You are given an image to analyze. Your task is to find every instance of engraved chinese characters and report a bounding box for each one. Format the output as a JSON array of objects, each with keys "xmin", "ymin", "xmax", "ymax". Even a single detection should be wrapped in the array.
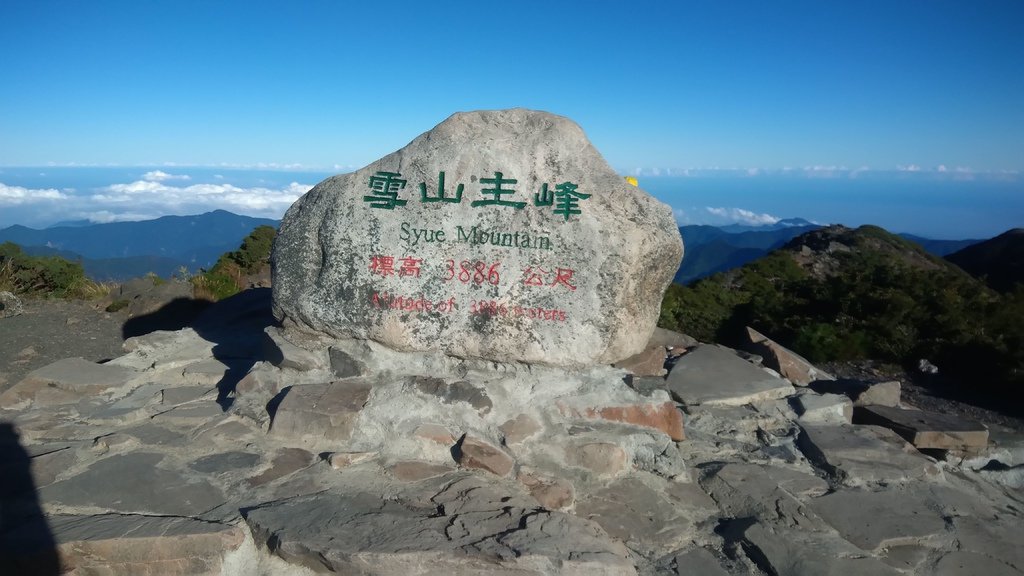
[{"xmin": 273, "ymin": 110, "xmax": 682, "ymax": 366}]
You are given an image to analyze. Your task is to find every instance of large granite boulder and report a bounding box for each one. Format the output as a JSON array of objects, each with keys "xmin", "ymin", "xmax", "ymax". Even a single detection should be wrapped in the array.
[{"xmin": 272, "ymin": 109, "xmax": 683, "ymax": 366}]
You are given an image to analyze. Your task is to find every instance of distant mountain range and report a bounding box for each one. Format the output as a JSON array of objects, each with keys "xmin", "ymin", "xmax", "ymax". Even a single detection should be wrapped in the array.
[
  {"xmin": 673, "ymin": 218, "xmax": 980, "ymax": 284},
  {"xmin": 0, "ymin": 210, "xmax": 280, "ymax": 281},
  {"xmin": 0, "ymin": 210, "xmax": 1003, "ymax": 284}
]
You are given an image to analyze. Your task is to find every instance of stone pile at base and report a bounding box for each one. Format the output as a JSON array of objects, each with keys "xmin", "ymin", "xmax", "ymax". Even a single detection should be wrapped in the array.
[
  {"xmin": 0, "ymin": 290, "xmax": 1024, "ymax": 576},
  {"xmin": 0, "ymin": 110, "xmax": 1024, "ymax": 576}
]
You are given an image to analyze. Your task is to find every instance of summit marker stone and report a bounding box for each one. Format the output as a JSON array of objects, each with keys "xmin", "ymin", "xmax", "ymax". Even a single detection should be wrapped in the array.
[{"xmin": 272, "ymin": 109, "xmax": 683, "ymax": 367}]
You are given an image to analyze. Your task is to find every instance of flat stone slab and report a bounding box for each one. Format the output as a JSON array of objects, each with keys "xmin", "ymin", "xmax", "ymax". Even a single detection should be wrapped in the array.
[
  {"xmin": 270, "ymin": 380, "xmax": 371, "ymax": 446},
  {"xmin": 39, "ymin": 452, "xmax": 225, "ymax": 516},
  {"xmin": 0, "ymin": 358, "xmax": 137, "ymax": 410},
  {"xmin": 575, "ymin": 477, "xmax": 719, "ymax": 556},
  {"xmin": 743, "ymin": 524, "xmax": 903, "ymax": 576},
  {"xmin": 797, "ymin": 424, "xmax": 938, "ymax": 486},
  {"xmin": 244, "ymin": 477, "xmax": 636, "ymax": 576},
  {"xmin": 700, "ymin": 463, "xmax": 828, "ymax": 528},
  {"xmin": 43, "ymin": 515, "xmax": 246, "ymax": 575},
  {"xmin": 854, "ymin": 406, "xmax": 988, "ymax": 450},
  {"xmin": 794, "ymin": 394, "xmax": 853, "ymax": 424},
  {"xmin": 809, "ymin": 489, "xmax": 946, "ymax": 551},
  {"xmin": 669, "ymin": 345, "xmax": 795, "ymax": 406}
]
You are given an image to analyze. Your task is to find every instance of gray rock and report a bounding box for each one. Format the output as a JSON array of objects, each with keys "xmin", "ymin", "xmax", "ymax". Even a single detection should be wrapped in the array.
┄┄┄┄┄┄┄┄┄┄
» **What you should do**
Starting at the line containing "instance of flat" and ending at the last line of the material, write those lines out again, requests included. Scale every bounding-box coordinate in the answers by 1.8 and round each to a whole number, with halves going up.

» **The completed task**
You are given an image to analyze. Your task is to find every instance of flat stone slab and report a bounding box for each one. Format the output as a JSON array of objects, each with keys "xmin", "ymin", "xmax", "ymax". Even a single detection should be wrapped in the array.
[
  {"xmin": 486, "ymin": 684, "xmax": 668, "ymax": 803},
  {"xmin": 70, "ymin": 814, "xmax": 405, "ymax": 929},
  {"xmin": 0, "ymin": 644, "xmax": 247, "ymax": 738},
  {"xmin": 1035, "ymin": 859, "xmax": 1294, "ymax": 1001},
  {"xmin": 1337, "ymin": 943, "xmax": 1625, "ymax": 1037},
  {"xmin": 1435, "ymin": 763, "xmax": 1688, "ymax": 875},
  {"xmin": 439, "ymin": 859, "xmax": 1145, "ymax": 1037},
  {"xmin": 1260, "ymin": 833, "xmax": 1490, "ymax": 950},
  {"xmin": 77, "ymin": 927, "xmax": 443, "ymax": 1035},
  {"xmin": 1537, "ymin": 731, "xmax": 1778, "ymax": 810},
  {"xmin": 1429, "ymin": 709, "xmax": 1535, "ymax": 763},
  {"xmin": 1456, "ymin": 880, "xmax": 1703, "ymax": 992},
  {"xmin": 1204, "ymin": 621, "xmax": 1431, "ymax": 731}
]
You are given an image to analyze. Your task is to find every instance of gray rock and report a bounding box for each one. Format the output as a JSON array of objects, each with keys "xmin", "ymin", "xmax", "ymax". Even a single detection should be wrapped in the array.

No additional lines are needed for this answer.